### Stated problem 1:
According to the passage on investor relations, what do most investors want?

### Passage given:
Investors, like everyone else, are complicated.
As a result, most leaders do a poor job of investor relations. Investors are seen as a shadowy tribunal that will pass judgment on the company overall and you in particular. Afraid of this judgment, investor relations become a constant attempt to win favor from the investors. This is a mistake.
Your investors are part of your business. Unless you are their first and only investment, they know that businesses go up and down. Investors are people, just like you, and while they want you to produce a return on their investment they also want to know you are doing whatever you can to get there.
The expectations of most investors are very simple. Your investors want:
A credible plan for the business that you, as a leader, believe strongly in.
That’s it. That’s what they want. It sounds simple, but let’s break it apart to see what it takes to give that to them.
Part 1: Have a Plan
Regardless of whether your company is doing well or poorly, your job as a leader is to produce a return on investment. That return comes from making the business more valuable by growing it in valuable ways. If the business is doing well it is probably easier than if it’s going poorly, but that is your job either way.
You need to have a plan for how to produce that growth. Having a plan does not mean you have a guaranteed way to produce the growth, all plans involve some amount of risk. The important thing is that you have a plan.

### Stated problem 2:
Substitute "gravel road" for "winding road" in the rows, beginning at the line that has "task: segment every" and stopping after the line that has "holes: even-odd rule". Leave everything else in those lines unchanged, and give back only those lines.

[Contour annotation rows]

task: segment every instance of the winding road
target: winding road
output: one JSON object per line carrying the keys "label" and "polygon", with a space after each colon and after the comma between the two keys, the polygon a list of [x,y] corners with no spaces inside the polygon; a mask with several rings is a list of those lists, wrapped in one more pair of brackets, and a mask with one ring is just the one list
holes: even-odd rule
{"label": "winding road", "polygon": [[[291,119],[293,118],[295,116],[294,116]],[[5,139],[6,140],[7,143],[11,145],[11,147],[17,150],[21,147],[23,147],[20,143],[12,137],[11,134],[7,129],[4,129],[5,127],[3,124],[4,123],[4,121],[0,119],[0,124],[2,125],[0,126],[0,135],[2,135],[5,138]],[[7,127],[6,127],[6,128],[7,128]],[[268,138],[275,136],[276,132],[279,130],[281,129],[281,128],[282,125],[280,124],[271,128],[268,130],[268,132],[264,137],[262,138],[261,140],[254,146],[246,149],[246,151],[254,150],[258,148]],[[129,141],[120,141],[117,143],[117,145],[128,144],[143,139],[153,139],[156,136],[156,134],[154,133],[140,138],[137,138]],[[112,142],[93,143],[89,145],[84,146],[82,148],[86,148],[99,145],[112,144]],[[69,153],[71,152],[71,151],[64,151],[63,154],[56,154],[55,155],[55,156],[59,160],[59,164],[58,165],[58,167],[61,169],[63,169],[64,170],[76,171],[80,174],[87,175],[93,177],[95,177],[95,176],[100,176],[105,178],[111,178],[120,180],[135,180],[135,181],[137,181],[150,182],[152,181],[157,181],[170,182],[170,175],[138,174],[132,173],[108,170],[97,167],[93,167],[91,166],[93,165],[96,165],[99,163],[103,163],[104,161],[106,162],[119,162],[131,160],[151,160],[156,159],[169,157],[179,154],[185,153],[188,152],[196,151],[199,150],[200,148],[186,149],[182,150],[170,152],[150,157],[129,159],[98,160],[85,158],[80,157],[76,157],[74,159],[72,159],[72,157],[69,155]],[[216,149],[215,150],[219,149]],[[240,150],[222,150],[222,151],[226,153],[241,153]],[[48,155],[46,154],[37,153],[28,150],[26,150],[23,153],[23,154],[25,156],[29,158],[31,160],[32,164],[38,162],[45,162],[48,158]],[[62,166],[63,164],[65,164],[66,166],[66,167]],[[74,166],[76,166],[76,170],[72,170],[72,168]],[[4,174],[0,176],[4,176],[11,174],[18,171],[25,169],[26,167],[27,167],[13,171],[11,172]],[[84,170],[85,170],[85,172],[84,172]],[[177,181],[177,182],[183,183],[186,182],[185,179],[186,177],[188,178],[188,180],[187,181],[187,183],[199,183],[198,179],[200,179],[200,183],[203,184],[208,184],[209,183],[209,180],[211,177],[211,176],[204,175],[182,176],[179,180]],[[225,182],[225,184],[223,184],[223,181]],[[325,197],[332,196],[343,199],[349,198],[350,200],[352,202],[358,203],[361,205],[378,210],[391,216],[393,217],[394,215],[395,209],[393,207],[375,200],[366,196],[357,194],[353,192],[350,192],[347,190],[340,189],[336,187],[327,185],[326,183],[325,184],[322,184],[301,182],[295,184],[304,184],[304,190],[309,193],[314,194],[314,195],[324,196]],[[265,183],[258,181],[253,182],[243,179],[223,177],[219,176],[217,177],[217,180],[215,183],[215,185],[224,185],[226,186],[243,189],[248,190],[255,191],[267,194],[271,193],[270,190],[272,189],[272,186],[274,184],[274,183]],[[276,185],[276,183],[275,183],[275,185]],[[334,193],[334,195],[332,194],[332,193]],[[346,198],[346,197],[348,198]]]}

---

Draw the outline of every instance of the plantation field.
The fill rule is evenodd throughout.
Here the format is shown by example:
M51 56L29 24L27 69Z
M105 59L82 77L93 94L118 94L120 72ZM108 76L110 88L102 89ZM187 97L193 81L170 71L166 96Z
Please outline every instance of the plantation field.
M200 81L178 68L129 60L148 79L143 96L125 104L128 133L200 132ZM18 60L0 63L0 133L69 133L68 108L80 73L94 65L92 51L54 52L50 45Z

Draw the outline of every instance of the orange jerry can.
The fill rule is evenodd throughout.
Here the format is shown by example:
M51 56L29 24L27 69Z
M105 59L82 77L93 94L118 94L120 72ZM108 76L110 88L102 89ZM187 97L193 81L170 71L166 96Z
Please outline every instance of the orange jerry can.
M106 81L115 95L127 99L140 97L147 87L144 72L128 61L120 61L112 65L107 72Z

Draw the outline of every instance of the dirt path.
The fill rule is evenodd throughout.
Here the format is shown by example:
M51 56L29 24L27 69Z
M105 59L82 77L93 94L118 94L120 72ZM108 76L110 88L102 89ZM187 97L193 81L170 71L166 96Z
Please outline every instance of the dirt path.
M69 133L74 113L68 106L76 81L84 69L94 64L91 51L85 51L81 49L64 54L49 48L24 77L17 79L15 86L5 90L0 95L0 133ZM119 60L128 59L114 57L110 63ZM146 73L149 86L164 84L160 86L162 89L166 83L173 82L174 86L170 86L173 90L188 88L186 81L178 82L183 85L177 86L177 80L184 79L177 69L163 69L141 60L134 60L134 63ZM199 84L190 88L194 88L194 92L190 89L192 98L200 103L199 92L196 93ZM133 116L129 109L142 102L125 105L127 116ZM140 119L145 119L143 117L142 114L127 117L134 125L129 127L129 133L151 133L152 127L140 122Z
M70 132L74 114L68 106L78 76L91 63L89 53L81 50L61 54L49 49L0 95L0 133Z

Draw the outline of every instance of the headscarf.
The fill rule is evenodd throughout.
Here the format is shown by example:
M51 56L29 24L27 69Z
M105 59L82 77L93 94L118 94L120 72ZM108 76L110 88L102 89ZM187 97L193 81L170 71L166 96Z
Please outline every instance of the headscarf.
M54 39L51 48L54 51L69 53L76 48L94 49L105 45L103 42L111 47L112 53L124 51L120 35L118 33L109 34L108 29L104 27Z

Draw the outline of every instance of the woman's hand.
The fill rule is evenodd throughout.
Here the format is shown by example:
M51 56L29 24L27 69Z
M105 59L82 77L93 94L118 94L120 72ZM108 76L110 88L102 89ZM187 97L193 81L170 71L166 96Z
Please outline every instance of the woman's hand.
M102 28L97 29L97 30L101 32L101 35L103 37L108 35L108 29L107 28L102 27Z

### Exercise answer 1:
A credible plan for the business that you, as a leader, believe strongly in.

### Exercise answer 2:
task: segment every instance of the gravel road
target: gravel road
output: one JSON object per line carrying the keys "label" and "polygon", with a space after each colon and after the comma between the two keys, the polygon a list of [x,y] corners with no spaces inside the polygon; a mask with several rings is a list of those lists, wrapped in one more pair of brackets, and a mask with one ring is just the one list
holes: even-odd rule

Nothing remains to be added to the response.